# Problem to work on
Write out, word for word, the stretch of the Verilog RAM discussion from "assign data_out = memory[address];" through "next clock cycle.".

# Text extract
§ §
Question

Which code is better in writing a RAM?

  1. assigning data_out inside always block:

    module memory(
        output reg [7:0] data_out,
        input [7:0] address,
        input [7:0] data_in, 
        input write_enable,
        input clk
    );
        reg [7:0] memory [0:255];
    
        always @(posedge clk) begin
            if (write_enable) begin
                memory[address] <= data_in;
            end
            data_out <= memory[address];
        end
    
    endmodule
    
  2. assigning data_out using assign statement:

    module memory(
        output [7:0] data_out,
        input [7:0] address,
        input [7:0] data_in, 
        input write_enable,
        input clk
    );
        reg [7:0] memory [0:255];
    
        always @(posedge clk) begin
            if (write_enable) begin
                memory[address] <= data_in;
            end
        end
    
        assign data_out = memory[address];
    
    endmodule
    

Any recommendations?

Was it helpful?

Solution

It depends on your requirements.

  1. This registers your memory output. If you are synthesizing this to gates, you will have 16 more flip-flops than in case 2. That means you use a little more area. It also means your output will have less propagation delay relative to the clock than case 2. Furthermore, the output data will not be available until the next clock cycle.
§ §
# Recorded information

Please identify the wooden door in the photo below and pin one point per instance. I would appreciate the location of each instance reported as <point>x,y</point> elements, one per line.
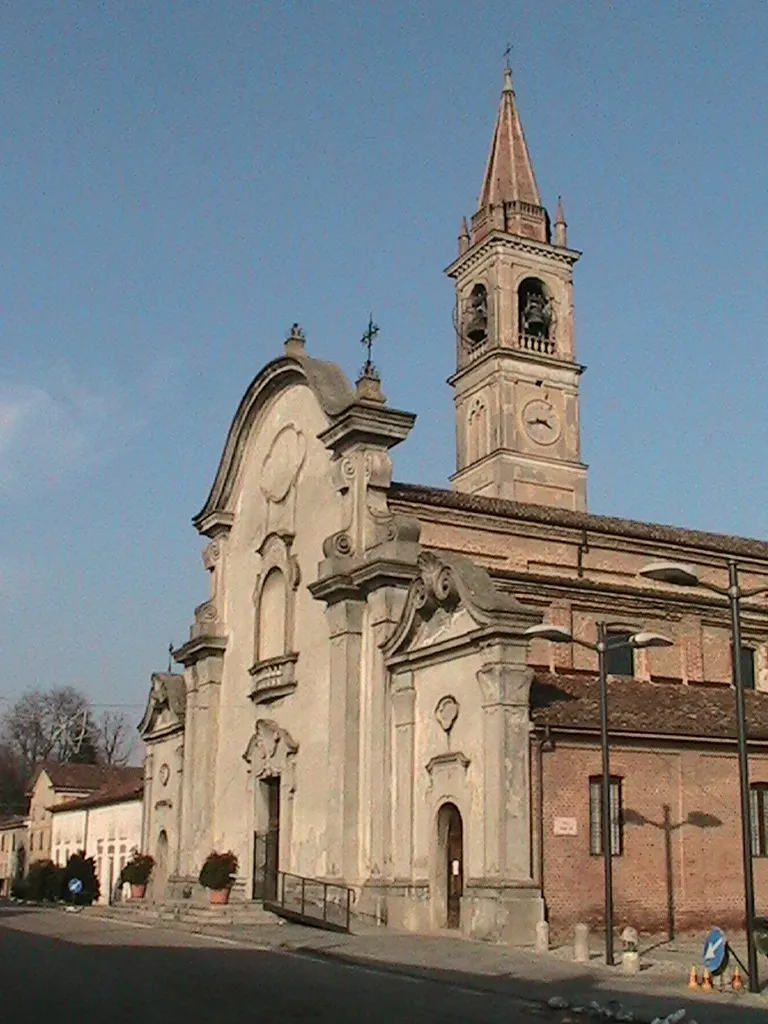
<point>271,852</point>
<point>454,866</point>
§ §
# Result below
assign data_out = memory[address];
    
    endmodule
    

Any recommendations?

Was it helpful?

Solution

It depends on your requirements.

  1. This registers your memory output. If you are synthesizing this to gates, you will have 16 more flip-flops than in case 2. That means you use a little more area. It also means your output will have less propagation delay relative to the clock than case 2. Furthermore, the output data will not be available until the next clock cycle.